[Location labeling records]
+++++
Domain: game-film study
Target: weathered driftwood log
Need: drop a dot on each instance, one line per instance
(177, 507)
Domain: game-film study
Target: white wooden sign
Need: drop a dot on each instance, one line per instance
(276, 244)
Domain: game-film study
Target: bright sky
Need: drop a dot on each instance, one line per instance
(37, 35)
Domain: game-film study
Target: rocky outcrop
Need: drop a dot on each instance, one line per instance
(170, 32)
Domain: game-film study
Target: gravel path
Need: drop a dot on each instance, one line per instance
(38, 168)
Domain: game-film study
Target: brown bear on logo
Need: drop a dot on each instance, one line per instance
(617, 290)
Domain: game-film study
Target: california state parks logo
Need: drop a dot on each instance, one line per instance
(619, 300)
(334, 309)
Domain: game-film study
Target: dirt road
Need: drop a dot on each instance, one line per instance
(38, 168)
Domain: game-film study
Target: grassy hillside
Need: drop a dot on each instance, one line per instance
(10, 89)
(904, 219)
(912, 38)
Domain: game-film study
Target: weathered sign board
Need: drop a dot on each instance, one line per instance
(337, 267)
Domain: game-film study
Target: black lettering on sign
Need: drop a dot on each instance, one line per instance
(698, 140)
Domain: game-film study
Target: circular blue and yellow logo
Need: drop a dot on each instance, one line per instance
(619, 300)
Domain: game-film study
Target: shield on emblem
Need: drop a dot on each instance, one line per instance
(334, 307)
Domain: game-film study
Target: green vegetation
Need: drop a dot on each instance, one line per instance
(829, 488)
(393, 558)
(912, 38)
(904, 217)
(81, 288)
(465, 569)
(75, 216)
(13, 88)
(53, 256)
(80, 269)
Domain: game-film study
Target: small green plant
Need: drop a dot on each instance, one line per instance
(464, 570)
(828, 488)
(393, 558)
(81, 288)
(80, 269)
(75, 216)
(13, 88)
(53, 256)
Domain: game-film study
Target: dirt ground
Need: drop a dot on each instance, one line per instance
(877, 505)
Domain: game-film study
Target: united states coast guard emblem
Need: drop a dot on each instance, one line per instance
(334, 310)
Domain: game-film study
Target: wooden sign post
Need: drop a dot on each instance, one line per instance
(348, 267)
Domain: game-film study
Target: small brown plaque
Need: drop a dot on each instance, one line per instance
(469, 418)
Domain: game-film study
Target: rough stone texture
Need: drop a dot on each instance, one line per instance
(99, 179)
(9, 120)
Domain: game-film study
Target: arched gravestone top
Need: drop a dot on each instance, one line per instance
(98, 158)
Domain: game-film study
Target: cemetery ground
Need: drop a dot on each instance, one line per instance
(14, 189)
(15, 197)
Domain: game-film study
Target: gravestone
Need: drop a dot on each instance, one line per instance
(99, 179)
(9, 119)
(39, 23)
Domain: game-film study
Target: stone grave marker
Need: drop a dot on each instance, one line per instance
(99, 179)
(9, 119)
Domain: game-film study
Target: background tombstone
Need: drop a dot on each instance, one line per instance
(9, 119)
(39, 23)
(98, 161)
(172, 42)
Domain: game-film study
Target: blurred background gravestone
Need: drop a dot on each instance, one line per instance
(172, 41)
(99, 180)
+++++
■ **What you are asked to do**
Output every line above without altering anything.

■ **Solution for this exercise**
Domain: game-film study
Target: weathered driftwood log
Need: drop a dot on each instance, one line per instance
(177, 507)
Domain: game-film study
Target: white wooden sign
Need: drop a dot on each instance, one line per instance
(276, 244)
Domain: game-film study
Target: bright sky
Need: drop a dot on each instance, one line per instance
(37, 35)
Domain: game-film study
Target: rocky outcrop
Need: drop a dot on each instance, one line per instance
(170, 32)
Domain: game-film study
Target: gravel path
Need: drop a dot on each instance, one line per instance
(38, 168)
Domain: game-film study
Target: brown bear on logo
Need: drop a dot on each instance, one line per instance
(617, 290)
Domain: game-film study
Target: california state parks logo
Need: drop a dot on each instance, one line per instance
(619, 300)
(334, 309)
Domain: game-film study
Target: dirt road
Need: drop a dot on each instance, one line per instance
(38, 168)
Domain: game-film study
Target: grassy hillside
Need: drop a dot on each instance, one line per instance
(10, 89)
(904, 219)
(912, 38)
Domain: game-film study
Target: weathered sign board
Need: drop a dot on each instance, one line per instance
(337, 267)
Domain: game-film study
Target: black lettering on sign
Need: drop a dot on each instance, one line per instance
(698, 140)
Domain: game-film study
Target: circular blue and yellow logo
Need: drop a dot on each instance, one line per instance
(619, 300)
Domain: game-film study
Target: shield on emblem
Need: drop a dot on each instance, one line per instance
(334, 307)
Domain: game-film study
Target: green vegetation
Need: drop a dot on each instance, one line per instance
(829, 488)
(393, 558)
(912, 38)
(904, 217)
(81, 288)
(465, 569)
(75, 216)
(13, 88)
(53, 256)
(80, 269)
Domain: game-film study
Target: small green plant
Need: drop a dot on each instance, one line per instance
(464, 570)
(828, 488)
(393, 558)
(81, 288)
(80, 269)
(75, 216)
(13, 88)
(53, 256)
Domain: game-film study
Target: dirt ground
Need: drop a dot on each instance, one line per instance
(877, 505)
Domain: game-film study
Target: united states coast guard emblem
Need: drop a dot on each instance, one line per instance
(334, 310)
Domain: game-film study
Target: wooden sign post
Need: drop a dot on each instance, one line per instance
(348, 267)
Domain: game-film study
Target: small brown plaque
Need: drop a dot on each instance, one line per instance
(469, 418)
Domain: game-film study
Target: rough stone texture
Need: drop a dot on each instance, one line per instance
(99, 179)
(9, 120)
Domain: game-film study
Target: arched gravestone top
Need: drop a dot on each instance, one line per instance
(98, 158)
Domain: game-film study
Target: cemetery ground
Need: drop a dot on each instance, one line per instance
(14, 189)
(15, 197)
Domain: game-film study
Target: gravestone
Need: drop a dot on each instance, one line per instance
(99, 179)
(9, 119)
(39, 23)
Domain: game-film study
Target: stone grave marker
Need: drop a dot on each instance, one line per instance
(99, 179)
(9, 119)
Domain: game-film study
Target: background tombstone
Need: drop a dot on each instance, one line per instance
(9, 119)
(39, 23)
(98, 161)
(172, 42)
Domain: game-film study
Target: blurred background gravestone
Need: drop a dot on each instance, one line per instance
(172, 41)
(99, 180)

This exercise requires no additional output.